> **Explore the material**:
A - Please list every thing the writer of the forum post says they downloaded.
B - Answer these questions from the forum post, one line each:
(i) What search range did the Forth version of the Sieve of Eratosthenes use?
(ii) The second downloaded program gave the same results as which version of the sieve?
(iii) At which fig-FORTH location was there enough memory to allocate the flag array?

> **Given passage**:
______
Thanks for the link.
Somewhere else I found a Forth version of the Sieve of Eratosthenes that used a search range of 100. I downloaded one
program, but it didn't work at all. The second
program that I downloaded yielded the same results as those given for a
Fortran 90 version of the sieve after I modified the search range.
I had downloaded and read that paper earlier last evening and decided that the search range was probably bigger than my little board could support with internal memory.
I determined that for a $D000 fig-FORTH location, running the sieve with that large a search range eats the configuration. However, I found that for a $0400 fig-FORTH location, there is sufficient memory to allocate the flag array.
______
> **Excerpted records**:
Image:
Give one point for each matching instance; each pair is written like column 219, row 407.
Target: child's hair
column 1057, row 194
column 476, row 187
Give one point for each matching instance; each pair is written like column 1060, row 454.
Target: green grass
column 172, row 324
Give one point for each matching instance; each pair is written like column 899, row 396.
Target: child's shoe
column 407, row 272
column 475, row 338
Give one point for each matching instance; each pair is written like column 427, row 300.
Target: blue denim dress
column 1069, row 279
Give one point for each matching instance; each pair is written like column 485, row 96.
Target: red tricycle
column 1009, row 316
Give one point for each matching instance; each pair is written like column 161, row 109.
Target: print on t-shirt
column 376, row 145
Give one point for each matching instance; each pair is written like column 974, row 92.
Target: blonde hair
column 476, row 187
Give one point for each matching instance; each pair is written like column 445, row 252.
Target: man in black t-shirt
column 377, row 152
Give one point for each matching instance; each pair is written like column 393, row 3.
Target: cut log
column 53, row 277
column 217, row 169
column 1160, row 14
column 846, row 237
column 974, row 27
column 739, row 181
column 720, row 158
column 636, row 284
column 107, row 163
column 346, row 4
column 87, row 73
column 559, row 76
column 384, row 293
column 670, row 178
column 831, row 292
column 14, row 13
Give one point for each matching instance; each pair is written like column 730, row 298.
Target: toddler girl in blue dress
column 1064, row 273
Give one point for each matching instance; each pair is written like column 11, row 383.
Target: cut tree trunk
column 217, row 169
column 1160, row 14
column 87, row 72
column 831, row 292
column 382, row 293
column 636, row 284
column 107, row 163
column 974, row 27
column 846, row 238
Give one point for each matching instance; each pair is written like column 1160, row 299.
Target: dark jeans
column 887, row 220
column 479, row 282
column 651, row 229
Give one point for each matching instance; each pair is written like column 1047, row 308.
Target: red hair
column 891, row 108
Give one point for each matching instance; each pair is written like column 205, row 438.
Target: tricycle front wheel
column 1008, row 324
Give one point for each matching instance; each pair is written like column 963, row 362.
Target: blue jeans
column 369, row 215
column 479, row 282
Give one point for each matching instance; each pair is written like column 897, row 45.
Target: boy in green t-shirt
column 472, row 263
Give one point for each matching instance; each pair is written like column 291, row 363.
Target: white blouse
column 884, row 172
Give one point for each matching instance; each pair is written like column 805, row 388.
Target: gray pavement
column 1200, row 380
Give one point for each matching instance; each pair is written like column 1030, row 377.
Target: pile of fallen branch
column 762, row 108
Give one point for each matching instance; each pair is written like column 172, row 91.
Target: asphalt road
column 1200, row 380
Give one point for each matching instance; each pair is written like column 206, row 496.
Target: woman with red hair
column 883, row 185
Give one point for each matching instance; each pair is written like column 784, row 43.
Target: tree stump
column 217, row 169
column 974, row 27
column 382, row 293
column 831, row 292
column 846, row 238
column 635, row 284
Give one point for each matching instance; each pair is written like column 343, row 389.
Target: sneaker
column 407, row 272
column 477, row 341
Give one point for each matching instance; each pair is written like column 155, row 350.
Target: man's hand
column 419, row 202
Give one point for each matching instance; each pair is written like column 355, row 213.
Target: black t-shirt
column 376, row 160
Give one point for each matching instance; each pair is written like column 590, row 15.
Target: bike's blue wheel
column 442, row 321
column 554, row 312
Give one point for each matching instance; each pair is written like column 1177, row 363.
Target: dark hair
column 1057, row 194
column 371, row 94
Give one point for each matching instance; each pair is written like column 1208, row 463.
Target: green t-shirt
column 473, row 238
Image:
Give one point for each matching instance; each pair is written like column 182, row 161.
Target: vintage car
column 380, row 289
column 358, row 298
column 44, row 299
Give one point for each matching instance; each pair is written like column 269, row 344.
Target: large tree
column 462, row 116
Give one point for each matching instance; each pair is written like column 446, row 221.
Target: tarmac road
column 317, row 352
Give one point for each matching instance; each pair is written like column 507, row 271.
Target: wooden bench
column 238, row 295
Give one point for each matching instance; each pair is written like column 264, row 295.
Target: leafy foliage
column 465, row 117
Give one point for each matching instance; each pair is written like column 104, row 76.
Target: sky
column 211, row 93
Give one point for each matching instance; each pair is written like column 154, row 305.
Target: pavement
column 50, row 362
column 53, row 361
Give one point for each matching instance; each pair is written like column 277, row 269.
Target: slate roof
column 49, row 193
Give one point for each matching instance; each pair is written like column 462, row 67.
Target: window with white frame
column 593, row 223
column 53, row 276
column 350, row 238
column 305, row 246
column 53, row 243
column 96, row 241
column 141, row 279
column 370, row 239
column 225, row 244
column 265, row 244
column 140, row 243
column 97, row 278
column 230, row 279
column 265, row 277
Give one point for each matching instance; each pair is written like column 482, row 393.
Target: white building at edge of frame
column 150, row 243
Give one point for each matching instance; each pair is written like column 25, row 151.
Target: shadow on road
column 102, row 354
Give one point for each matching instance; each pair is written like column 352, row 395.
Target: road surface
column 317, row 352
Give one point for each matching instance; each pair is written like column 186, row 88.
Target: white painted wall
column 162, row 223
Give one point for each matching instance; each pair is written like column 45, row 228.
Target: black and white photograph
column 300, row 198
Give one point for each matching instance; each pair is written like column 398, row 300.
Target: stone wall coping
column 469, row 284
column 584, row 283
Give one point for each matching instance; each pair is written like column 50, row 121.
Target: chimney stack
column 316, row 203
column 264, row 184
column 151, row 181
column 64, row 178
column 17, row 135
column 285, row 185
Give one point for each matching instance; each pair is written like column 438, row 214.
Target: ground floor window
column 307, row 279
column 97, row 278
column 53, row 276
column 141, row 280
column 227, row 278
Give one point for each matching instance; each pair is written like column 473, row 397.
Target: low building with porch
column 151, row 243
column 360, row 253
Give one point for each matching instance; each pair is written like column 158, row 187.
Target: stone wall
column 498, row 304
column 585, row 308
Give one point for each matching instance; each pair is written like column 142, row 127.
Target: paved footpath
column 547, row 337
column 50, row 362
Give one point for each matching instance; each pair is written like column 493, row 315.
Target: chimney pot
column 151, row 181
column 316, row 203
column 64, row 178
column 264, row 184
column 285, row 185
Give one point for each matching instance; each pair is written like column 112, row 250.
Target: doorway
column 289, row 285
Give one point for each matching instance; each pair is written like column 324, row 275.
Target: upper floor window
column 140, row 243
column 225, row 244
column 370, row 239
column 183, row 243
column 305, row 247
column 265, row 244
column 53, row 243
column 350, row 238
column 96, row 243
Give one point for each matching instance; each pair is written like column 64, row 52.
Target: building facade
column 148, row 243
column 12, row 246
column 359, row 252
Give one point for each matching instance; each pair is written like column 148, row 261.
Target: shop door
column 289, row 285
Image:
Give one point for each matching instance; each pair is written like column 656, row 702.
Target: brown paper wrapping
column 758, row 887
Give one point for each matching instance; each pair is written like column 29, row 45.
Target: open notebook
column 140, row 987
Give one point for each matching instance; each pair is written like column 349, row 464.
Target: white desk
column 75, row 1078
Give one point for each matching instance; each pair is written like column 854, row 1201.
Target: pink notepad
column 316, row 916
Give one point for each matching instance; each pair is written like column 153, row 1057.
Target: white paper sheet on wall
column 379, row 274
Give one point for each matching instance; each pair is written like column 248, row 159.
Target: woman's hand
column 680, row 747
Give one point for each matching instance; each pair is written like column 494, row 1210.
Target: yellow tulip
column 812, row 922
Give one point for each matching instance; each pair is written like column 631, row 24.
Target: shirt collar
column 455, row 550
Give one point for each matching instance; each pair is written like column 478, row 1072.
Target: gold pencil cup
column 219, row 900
______
> **Your written answers**:
A -
- One program, which didn't work at all
- A second program, which gave the same results as a Fortran 90 version of the sieve once the search range was modified
- That paper, which the writer downloaded and read earlier last evening

B -
(i) 100
(ii) A Fortran 90 version
(iii) $0400